# [What the task asks]
Which lines in the records contain the string "with", where uppercase and lowercase count as different? List every such line in full.

[Collected data entries]
—————

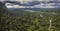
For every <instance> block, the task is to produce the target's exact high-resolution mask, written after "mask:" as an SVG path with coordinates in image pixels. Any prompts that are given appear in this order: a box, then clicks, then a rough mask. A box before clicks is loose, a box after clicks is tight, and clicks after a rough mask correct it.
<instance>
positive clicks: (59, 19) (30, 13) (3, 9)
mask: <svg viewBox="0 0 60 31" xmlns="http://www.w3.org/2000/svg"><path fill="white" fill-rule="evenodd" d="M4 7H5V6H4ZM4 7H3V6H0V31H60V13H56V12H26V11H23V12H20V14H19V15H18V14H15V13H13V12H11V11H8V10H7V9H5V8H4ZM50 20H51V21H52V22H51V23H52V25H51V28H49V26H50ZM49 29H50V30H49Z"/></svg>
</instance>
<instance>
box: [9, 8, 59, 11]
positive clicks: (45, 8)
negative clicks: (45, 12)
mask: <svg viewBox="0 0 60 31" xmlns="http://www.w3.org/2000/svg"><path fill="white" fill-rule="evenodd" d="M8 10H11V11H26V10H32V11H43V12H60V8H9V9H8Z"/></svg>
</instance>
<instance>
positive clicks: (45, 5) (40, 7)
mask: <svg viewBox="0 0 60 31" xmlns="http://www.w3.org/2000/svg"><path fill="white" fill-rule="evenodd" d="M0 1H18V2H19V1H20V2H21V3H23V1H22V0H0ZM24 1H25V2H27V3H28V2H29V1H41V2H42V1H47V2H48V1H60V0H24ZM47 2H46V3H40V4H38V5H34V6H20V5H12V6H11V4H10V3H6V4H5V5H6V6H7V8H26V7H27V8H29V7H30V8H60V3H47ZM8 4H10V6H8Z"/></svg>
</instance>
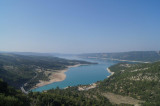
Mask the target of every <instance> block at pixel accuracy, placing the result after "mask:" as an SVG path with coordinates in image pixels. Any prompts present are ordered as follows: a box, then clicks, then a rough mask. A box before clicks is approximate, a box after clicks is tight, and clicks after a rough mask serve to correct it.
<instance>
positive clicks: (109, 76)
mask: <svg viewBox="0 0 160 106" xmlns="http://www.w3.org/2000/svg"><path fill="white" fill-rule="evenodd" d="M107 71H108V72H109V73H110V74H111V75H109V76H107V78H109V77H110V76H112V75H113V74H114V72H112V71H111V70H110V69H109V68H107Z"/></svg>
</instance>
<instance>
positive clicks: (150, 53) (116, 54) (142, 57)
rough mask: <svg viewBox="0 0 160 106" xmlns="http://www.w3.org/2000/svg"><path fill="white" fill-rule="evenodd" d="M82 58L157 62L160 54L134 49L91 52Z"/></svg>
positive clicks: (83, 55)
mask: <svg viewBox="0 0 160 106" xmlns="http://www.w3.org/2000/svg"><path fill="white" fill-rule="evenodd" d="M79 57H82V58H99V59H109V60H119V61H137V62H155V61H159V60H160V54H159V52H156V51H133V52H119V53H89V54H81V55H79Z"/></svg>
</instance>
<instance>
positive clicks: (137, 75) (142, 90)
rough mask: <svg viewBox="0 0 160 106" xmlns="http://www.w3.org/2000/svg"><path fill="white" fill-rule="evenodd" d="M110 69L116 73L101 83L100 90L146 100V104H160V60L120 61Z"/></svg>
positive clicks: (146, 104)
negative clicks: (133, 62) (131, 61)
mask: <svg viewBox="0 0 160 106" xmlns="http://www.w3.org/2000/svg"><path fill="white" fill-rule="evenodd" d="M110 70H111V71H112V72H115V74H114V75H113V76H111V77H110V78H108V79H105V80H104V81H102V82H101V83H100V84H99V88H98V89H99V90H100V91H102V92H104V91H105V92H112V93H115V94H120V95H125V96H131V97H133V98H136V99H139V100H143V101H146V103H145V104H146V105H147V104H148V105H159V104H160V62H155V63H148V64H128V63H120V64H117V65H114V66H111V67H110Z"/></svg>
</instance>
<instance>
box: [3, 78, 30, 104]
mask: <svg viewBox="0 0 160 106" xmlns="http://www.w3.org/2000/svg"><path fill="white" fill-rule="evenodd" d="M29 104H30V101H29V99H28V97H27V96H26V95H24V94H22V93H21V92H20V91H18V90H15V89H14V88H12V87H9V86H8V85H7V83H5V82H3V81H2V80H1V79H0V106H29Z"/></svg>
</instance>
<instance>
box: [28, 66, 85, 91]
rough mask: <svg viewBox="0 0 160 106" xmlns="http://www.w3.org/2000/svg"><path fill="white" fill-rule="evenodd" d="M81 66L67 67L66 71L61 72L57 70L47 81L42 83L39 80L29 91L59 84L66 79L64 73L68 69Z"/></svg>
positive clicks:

—————

# [Task output]
For every <instance> block, the task is to produce the target's exact high-resolution mask, written after "mask:" as an SVG path with coordinates in image pixels. Any prompts that are given appear in this order: a box, then clicks, then a rough mask. A box before clicks is loose, a box after clicks is tight, and clicks after a rough mask correct it.
Mask the target of every <instance> block at pixel accuracy, placing the result after "mask:" as an SVG path with coordinates in image pixels. Any prompts present are ordered as follows: a box, then clicks, then a rough mask. A box before clicks is approximate, a box after clicks is tight, and clicks after a rough mask serve to correct it.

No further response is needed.